→ Required work
- 1) In the rabbit-hunting thread, which handgun calibers does Bowhunter57 say he has used?
- 2) Continue the rabbit-hunting thread from where it stops.

→ Text excerpt
--------------------------------------------------

# Rabbits with a rifle or handgun?



## Bowhunter57 (Feb 9, 2011)

I've hunted rabbits with a bow and it's a lot of fun. However, arrow losses are bad, if there's snow on the ground.

It's less expensive and just as much fun with a .22 rifle or a handgun of various caliber choices. Obviously, all shots are taken while the rabbit is sitting, for safety reasons. A single shot to the head doesn't waste meat and drops them on the spot.

I've used a scoped Savage .22 rifle and with handguns in .22LR, .357 Mag., .44 Mag. and 9mm.

Has anyone enjoyed hunting rabbits with a rifle or handgun?

Bowhunter57


----------



## ironman172 (Apr 12, 2009)

both and a challenge , I will say more luck then skill with my hand gun kills(Ruger 357with38 shot shells), now the 22 rifle was skill, except for catching them sitting....haven't done it for years though


----------



## supercanoe (Jun 12, 2006)

I shoot them with a savage .22 whenever I happen to see one out and about. Head shots make for a delicious dinner. There is no comparison in the difference between a head shot vs shotgun kill when it comes to table fare.


----------



## Bwana J (Sep 12, 2010)

--------------------------------------------------

→ Record excerpts
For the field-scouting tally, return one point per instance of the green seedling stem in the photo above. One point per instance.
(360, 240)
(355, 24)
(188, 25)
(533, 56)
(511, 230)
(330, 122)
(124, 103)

--------------------------------------------------

→ Answers
- 1) .22LR, .357 Mag., .44 Mag. and 9mm.

- 2)
The first rabbit I harvested was with a bow and arrow but I do hunt them with rifle, shotgun as well as pistol. But the most fun is hunting them with a .36 cal cap and ball old Army pistol. Every time you shoot you have to wait for the smoke to clear to see if you hit them or not and for me it's usually not


----------



## buckeyebowman (Feb 24, 2012)

I do it with a .22 cal air rifle! Head shots and nice and quiet!


----------



## streamstalker (Jul 8, 2005)

I remember hunting them like that with my buddy when I was a kid. If you took a shot at them when they were running, they usually froze up, and you could pick them off easily.


----------



## jonnythfisherteen2 (Mar 5, 2011)

I have killed a few rabbits with a air pistol and air rifle. Head shot them and thats a dead bunny right there. Have never shot one with a shotgun before though. 
On another note, I have read about people using light loaded .38 special for squirrel hunting. They spoke of using wadcutters and non expanding bullets. My dad has 2, I may use that for squirrel hunting provided I actually can hit something.


----------



## Drm50 (Dec 26, 2014)

We always carried 22 pistol when rabbit hunting. To shoot the sitters and other
opportunities that came up. We hunt squirrels with pistols all the time with 22
32 and 38 cals. To do any good you have to have target type pistol. A lot of guys
use Ruger autos with scope. We consider this uncouth. 32 & 38 are K model SWs
with cast wadcutters. We never shoot squirrel with shotgun. Late in season we
use rifles.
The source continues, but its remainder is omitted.